DATA LINES

+-------+

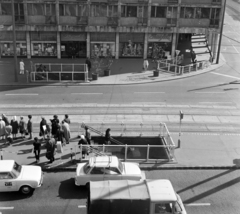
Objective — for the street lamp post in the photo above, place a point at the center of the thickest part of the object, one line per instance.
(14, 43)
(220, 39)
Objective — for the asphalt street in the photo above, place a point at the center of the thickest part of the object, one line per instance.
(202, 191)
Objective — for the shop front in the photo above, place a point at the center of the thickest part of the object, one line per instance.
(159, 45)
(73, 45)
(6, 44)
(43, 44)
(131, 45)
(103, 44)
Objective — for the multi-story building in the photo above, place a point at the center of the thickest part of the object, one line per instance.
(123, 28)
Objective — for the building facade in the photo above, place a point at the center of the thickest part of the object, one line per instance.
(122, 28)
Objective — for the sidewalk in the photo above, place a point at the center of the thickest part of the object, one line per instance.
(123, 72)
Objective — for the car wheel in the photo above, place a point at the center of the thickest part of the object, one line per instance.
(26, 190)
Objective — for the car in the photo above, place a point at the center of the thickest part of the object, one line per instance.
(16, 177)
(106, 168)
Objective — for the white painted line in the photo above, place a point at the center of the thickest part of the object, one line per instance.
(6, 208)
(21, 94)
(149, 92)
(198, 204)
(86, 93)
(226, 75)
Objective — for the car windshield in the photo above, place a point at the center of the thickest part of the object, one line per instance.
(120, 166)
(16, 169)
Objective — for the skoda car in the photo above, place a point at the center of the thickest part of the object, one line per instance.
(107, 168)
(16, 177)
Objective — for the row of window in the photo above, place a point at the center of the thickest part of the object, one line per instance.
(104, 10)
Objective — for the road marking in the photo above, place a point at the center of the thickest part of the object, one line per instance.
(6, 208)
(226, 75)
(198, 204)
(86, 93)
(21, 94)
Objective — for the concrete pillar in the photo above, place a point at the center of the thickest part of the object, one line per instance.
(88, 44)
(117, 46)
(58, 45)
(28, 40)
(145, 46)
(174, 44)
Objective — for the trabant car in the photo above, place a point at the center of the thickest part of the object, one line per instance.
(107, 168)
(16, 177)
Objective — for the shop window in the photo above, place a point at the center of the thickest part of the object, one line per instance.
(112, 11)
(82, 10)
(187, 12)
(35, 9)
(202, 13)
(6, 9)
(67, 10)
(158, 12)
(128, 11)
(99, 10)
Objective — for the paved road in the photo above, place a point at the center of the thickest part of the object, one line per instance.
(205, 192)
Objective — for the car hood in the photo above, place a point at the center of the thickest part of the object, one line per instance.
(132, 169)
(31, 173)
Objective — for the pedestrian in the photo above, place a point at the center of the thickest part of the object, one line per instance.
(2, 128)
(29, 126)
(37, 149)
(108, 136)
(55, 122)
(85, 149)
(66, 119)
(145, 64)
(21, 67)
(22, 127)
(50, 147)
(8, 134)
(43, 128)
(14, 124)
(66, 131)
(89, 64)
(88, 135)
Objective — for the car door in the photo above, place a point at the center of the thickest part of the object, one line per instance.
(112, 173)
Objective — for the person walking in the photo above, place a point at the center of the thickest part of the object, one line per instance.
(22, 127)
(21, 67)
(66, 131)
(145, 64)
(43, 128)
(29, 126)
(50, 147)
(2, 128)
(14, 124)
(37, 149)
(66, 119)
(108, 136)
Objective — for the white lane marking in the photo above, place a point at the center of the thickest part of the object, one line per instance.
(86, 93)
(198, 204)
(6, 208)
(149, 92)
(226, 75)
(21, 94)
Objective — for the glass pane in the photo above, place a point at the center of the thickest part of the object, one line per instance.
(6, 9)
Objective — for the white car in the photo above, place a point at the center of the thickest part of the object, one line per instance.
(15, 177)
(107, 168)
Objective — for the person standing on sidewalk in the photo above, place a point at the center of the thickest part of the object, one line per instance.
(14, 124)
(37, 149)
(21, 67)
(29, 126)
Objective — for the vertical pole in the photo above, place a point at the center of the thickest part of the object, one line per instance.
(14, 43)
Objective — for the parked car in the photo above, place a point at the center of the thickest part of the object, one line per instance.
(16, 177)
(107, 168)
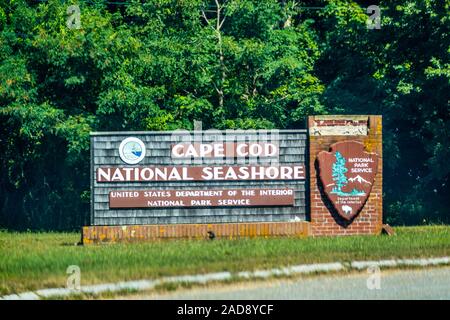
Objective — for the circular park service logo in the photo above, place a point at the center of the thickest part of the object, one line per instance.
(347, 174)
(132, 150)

+-------+

WORK REQUIRED
Reproduce all of the material above word for word. Omit the pictures.

ANSWER TO THE EXERCISE
Objective — for the street lamp post in the photo above, place a point at the center of the thickest part of the object, one line per instance.
(14, 43)
(220, 39)
Objective — for the asphalt street in the photo above, place a point at the center of the thickest part of the object, one line per instance.
(202, 191)
Objective — for the shop front in the photo above, place a point at the center of the thickest part of the object, one line per instance.
(159, 45)
(73, 45)
(6, 44)
(43, 44)
(131, 45)
(103, 44)
Objective — for the multi-story building in the photo above, place a point at the center of the thickest part of the object, one line per instance.
(123, 28)
Objective — for the building facade in the photo above, place a point at the center of the thickest part of the object, one line per instance.
(122, 28)
Objective — for the sidewalk in the photo above, place a point at the center of the thickest part of the object, one line per instance.
(123, 72)
Objective — for the car wheel in the photo above, place a point at the center of the thickest part of the object, one line per instance.
(26, 190)
Objective — for the car in the photo above, place a point at the center of the thickest part of the object, one line per instance.
(16, 177)
(106, 168)
Objective — for the white painted line in the photo above, place a point at the center of the thickest part of the object, one line per instance.
(6, 208)
(21, 94)
(149, 92)
(198, 204)
(86, 93)
(226, 75)
Objective — for the car windshield in the photo above, place a point at the center of the thickest part of the object, one line per instance.
(120, 166)
(16, 169)
Objective — for the skoda car in the photo above, place a point at the center of the thickest part of the object, one line per instance.
(107, 168)
(16, 177)
Objective — for the row of window in the photo above, place a point at the center of the thickest part of the object, one line per instance.
(104, 10)
Objective — for the road marking in the photo above, place a point at the center of the thickest part of the object, one line per instance.
(6, 208)
(226, 75)
(198, 204)
(86, 93)
(21, 94)
Objective — for the concrete pillar in the photo above, place a point at the center of the thickest part of the object, one line per instance.
(88, 44)
(117, 46)
(58, 45)
(28, 40)
(145, 46)
(174, 44)
Objective — for the trabant car in the photo above, place a point at the center of the thickest part of the object, one line per instance.
(107, 168)
(16, 177)
Objective — for the shop window in the photo above, place a point at the center of the thickest part of the object, one line per instance.
(112, 11)
(82, 10)
(187, 12)
(35, 9)
(202, 13)
(6, 9)
(67, 10)
(158, 12)
(128, 11)
(99, 10)
Objective — for the paved road in the photo above, place a point at the center of the thickest part of the object, one line per instance.
(205, 192)
Objective — for the car hood in the photo above, place a point at the center of the thickest part of the object, one line per instance.
(132, 169)
(31, 173)
Objective — for the pedestrian in the photo above, place a point at the center of the thickest part of the object, one line per instance.
(2, 128)
(29, 126)
(37, 149)
(108, 136)
(55, 122)
(85, 149)
(66, 119)
(145, 64)
(21, 67)
(22, 127)
(50, 147)
(8, 134)
(43, 128)
(14, 124)
(66, 131)
(89, 64)
(88, 135)
Objective — for the car door in the photo above, place a point at the center of the thickest part of the object, one line per instance.
(112, 173)
Objective — for the person walking in the photo above, place a point at the center of the thickest part of the object, one line per instance.
(22, 127)
(21, 67)
(66, 131)
(145, 64)
(43, 128)
(29, 126)
(50, 147)
(2, 128)
(14, 124)
(37, 149)
(66, 119)
(108, 136)
Objective — for the white lane marking in the photo above, place a point at the center of the thickest part of the object, one line per instance.
(86, 93)
(198, 204)
(6, 208)
(149, 92)
(226, 75)
(21, 94)
Objective — for the glass pane in the photo above, place a point at the center of the thickest part of the object, one line per instance.
(6, 9)
Objective — for the white car in the photo above, place a point at the center of the thickest part of the object, one line per instance.
(15, 177)
(107, 168)
Objective — for the person standing on sidewalk in the photo above, place a point at the center of the thickest part of the object, one line per instance.
(14, 124)
(37, 149)
(21, 67)
(29, 126)
Objective — for the vertical pole in the photo above, place a point at the center of the thickest part of the object, one line per instance.
(14, 43)
Objective — for the parked car in the photo above, place a point at the center of the thickest part of the object, one line per instance.
(16, 177)
(107, 168)
Objective — for the circular park service logo in the photo above, place a point at the center of the thickest part of the object, one line per instance.
(347, 174)
(132, 150)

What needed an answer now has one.